Written task:
Copy the pipekit-experiment report starting with "2.1 Source layout¶" and going on through "(parallel to pipekit.repro.Artifact)", substituting "PredictionArtifact" for "InferenceArtifact".

(Study text)

Report 12 — `pipekit-experiment`: experiment tracking and model registry

Report 12 — `pipekit-experiment`: experiment tracking and model registry¶


Status	Scoping proposal — committed
Reading time	~18 min
Decisions locked in	Thin adapter layer over external orchestration tools (MLflow, DVC, Hydra, W&B), not a from-scratch experiment tracker. Model registry is content-addressed and pipekit-aware. Monorepo development.
Audience	Anyone reviewing the bridge between pipekit pipelines and orchestration/serving tiers
Companion reports	Report 10 (`pipekit-cycle`), Report 11 (`pipekit-train`), Report 13 (`statecatalog`)

Part 1 — Where `pipekit-experiment` sits in the stack¶

The user’s six-tier model explicitly puts orchestration (Metaflow, MLflow, DVC, Hydra) and serving (FastAPI, LitServe) outside the owned stack. Pipekit-experiment is the boundary between owned pipeline infrastructure and external orchestration tools — the thin adapter layer that lets pipekit pipelines play nice with whatever tracker / scheduler the user has chosen, without leaking those tools’ idioms into the pipeline code.

   Serving (external)         FastAPI │ LitServe │ Fused
                                  ▲
                                  │
   Orchestration (external)   MLflow │ DVC │ Hydra │ W&B │ Metaflow
                                  ▲
                                  │
                          ┌── pipekit-experiment ── (this report)
                          │   adapters/        ←─ thin glue per tool
                          │   registry         ←─ content-addressed models
                          │   artifacts        ←─ versioned training/inference records
                          ▼
   Infrastructure         pipekit-cycle  pipekit-train
                                  ▲
                                  │
   Framework                  pipekit ◄── pipekit-array

Three principles:

Pipekit owns pipelines and artifacts; external tools own scheduling, UI, and storage. Pipekit-experiment is the adapter, not a replacement. If you have MLflow already, pipekit-experiment talks to it; you don’t rebuild experiment tracking.
The model registry is content-addressed. A trained model is identified by hash(training_config, dataset_content, weights). Loading by hash is the canonical path. Names ("methane_emulator_v3") are convenience tags over hashes.
The same training run can flow to multiple trackers. Same pipekit-train.TrainingLoop logs to MLflow + W&B + DVC simultaneously via stacked adapters. No tool lock-in.

Part 2 — What’s in `pipekit-experiment`¶

Four conceptual pieces, ~500 LOC total.

2.1 Source layout¶

pipekit-experiment/
  __init__.py             # public re-exports
  _src/
    protocols.py          # ExperimentTracker, ModelRegistry Protocols
    run.py                # Run, RunMetrics, RunArtifacts
    registry.py           # base ModelRegistry, S3ModelRegistry, LocalModelRegistry
    artifacts.py          # TrainingArtifact, InferenceArtifact (parallel to pipekit.repro.Artifact)
    adapters/
      __init__.py
      mlflow.py           # MLflowTracker, MLflowModelRegistry
      dvc.py              # DVCDatasetVersioning
      hydra.py            # HydraConfigLoader
      wandb.py            # WandbTracker
      metaflow.py         # MetaflowStepAdapter

2.2 The two protocols (`protocols.py`)¶

The seam between pipekit and external tools.

(End Study text)
(Source information)

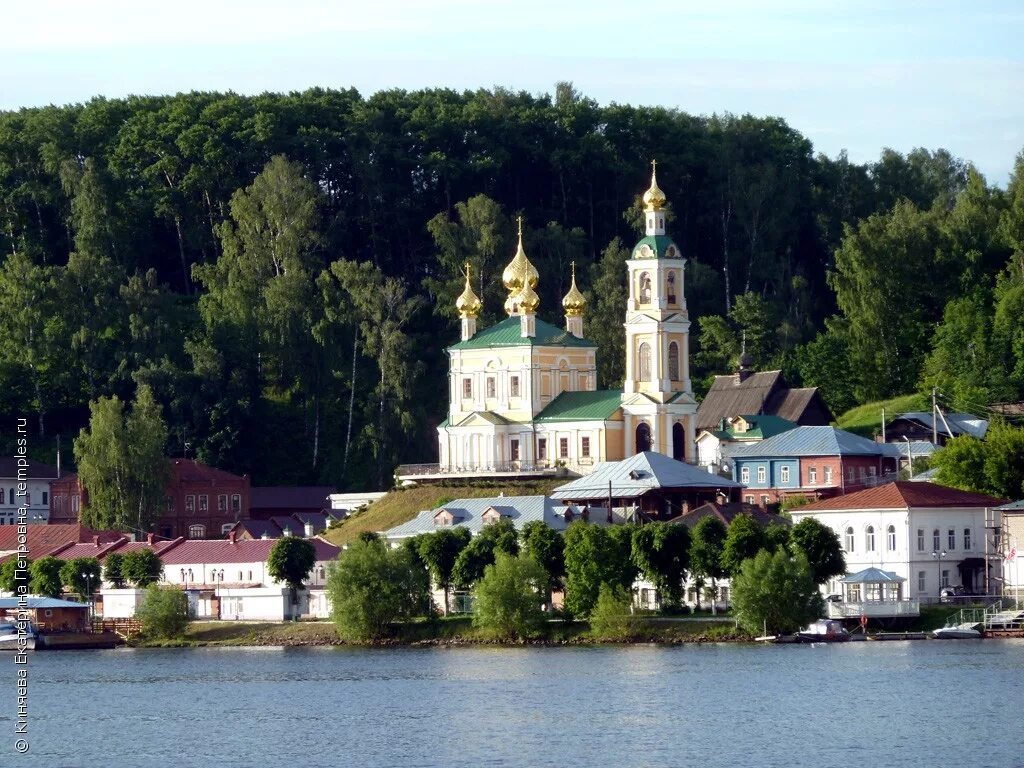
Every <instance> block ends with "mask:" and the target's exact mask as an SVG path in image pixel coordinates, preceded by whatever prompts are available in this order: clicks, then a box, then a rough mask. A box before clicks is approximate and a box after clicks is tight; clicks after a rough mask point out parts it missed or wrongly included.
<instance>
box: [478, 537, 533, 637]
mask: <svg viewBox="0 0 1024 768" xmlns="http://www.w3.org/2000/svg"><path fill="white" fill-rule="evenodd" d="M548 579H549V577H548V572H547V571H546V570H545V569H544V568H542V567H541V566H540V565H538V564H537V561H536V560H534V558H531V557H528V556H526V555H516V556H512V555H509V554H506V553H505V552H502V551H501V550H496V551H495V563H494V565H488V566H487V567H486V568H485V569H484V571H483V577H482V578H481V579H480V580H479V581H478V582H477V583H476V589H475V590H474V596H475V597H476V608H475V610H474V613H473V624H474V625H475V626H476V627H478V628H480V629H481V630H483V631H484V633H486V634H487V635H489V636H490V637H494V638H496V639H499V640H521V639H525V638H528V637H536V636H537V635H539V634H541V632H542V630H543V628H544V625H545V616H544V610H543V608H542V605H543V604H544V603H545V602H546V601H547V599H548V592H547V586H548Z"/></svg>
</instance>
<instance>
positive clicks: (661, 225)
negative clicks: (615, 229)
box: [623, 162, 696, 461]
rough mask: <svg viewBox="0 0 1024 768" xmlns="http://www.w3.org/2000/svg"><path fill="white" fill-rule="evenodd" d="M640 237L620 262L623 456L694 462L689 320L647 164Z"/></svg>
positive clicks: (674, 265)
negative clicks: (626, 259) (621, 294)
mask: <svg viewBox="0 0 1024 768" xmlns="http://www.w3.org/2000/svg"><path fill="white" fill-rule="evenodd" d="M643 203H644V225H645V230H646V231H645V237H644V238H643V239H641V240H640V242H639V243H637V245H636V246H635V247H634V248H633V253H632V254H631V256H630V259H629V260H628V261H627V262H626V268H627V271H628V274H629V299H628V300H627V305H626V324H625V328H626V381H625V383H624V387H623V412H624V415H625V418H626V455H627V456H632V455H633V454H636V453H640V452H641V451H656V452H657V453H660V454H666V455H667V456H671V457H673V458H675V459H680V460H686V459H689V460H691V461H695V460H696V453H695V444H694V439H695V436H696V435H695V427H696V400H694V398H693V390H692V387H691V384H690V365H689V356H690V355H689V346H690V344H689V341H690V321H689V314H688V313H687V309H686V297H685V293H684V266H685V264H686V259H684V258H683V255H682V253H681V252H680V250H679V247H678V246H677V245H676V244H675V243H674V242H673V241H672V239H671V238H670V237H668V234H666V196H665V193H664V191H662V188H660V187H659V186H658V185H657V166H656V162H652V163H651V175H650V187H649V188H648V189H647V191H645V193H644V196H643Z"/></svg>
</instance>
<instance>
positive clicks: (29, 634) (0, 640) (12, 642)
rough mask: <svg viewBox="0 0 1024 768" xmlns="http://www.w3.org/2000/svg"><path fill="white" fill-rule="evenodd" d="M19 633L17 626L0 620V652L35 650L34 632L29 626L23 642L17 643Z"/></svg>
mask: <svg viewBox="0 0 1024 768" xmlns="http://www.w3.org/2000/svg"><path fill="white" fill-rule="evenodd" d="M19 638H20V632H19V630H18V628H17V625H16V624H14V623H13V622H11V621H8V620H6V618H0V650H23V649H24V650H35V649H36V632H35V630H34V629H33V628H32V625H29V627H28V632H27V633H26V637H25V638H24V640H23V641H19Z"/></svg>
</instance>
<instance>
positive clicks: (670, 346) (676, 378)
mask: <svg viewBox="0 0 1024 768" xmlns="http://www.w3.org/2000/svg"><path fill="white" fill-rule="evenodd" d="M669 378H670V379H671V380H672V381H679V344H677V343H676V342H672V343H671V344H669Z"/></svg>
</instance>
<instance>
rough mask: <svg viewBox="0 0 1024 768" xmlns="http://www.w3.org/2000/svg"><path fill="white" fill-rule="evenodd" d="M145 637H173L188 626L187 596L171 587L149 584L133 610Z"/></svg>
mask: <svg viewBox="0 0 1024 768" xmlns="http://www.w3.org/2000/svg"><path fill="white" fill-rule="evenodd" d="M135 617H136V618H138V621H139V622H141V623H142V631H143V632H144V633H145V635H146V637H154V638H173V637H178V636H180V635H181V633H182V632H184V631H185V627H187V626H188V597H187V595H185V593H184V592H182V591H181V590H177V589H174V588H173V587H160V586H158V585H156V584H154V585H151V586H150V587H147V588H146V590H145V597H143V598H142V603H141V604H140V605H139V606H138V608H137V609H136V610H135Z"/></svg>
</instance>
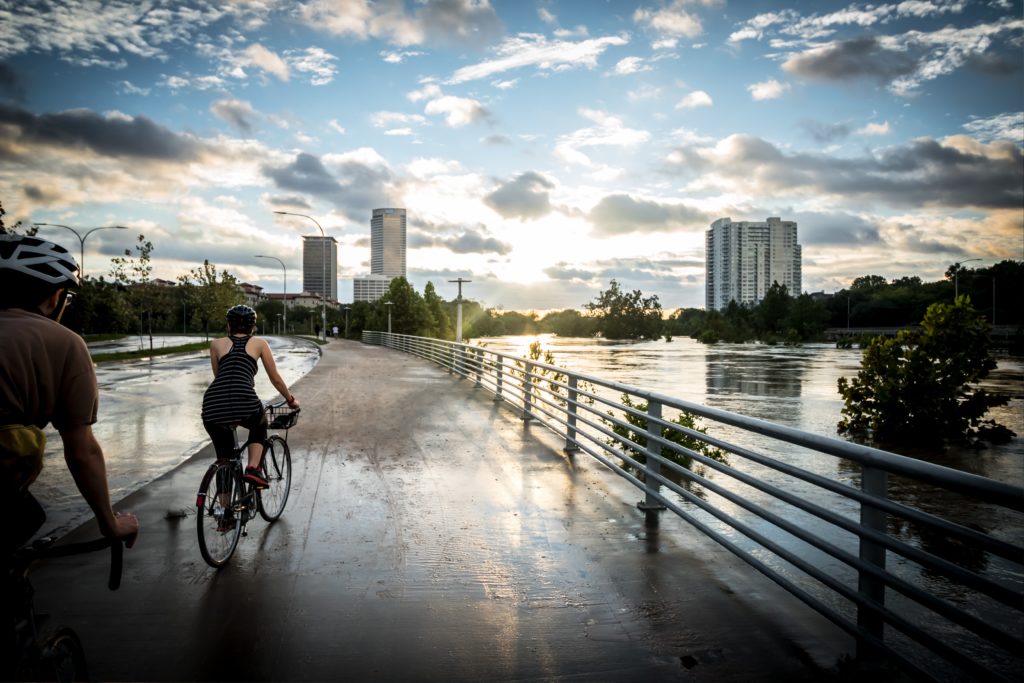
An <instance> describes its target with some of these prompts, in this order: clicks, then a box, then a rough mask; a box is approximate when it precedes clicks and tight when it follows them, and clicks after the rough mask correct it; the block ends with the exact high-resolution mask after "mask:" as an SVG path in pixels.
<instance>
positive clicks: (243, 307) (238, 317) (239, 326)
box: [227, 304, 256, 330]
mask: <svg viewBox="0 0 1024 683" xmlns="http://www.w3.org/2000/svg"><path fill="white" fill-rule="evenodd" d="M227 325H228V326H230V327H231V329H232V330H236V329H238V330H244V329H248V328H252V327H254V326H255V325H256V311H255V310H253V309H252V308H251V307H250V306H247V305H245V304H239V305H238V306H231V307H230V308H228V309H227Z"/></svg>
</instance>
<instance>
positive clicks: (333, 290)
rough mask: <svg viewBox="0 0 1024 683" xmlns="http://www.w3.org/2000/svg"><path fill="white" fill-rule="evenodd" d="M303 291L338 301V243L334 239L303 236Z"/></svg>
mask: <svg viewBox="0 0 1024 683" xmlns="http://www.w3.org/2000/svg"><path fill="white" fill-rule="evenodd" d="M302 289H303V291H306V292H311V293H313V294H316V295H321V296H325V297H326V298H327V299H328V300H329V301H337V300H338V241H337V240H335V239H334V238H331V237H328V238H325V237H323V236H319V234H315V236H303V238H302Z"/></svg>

(End Source information)

Your solution:
2.1 Source layout¶

pipekit-experiment/
  __init__.py             # public re-exports
  _src/
    protocols.py          # ExperimentTracker, ModelRegistry Protocols
    run.py                # Run, RunMetrics, RunArtifacts
    registry.py           # base ModelRegistry, S3ModelRegistry, LocalModelRegistry
    artifacts.py          # TrainingArtifact, PredictionArtifact (parallel to pipekit.repro.Artifact)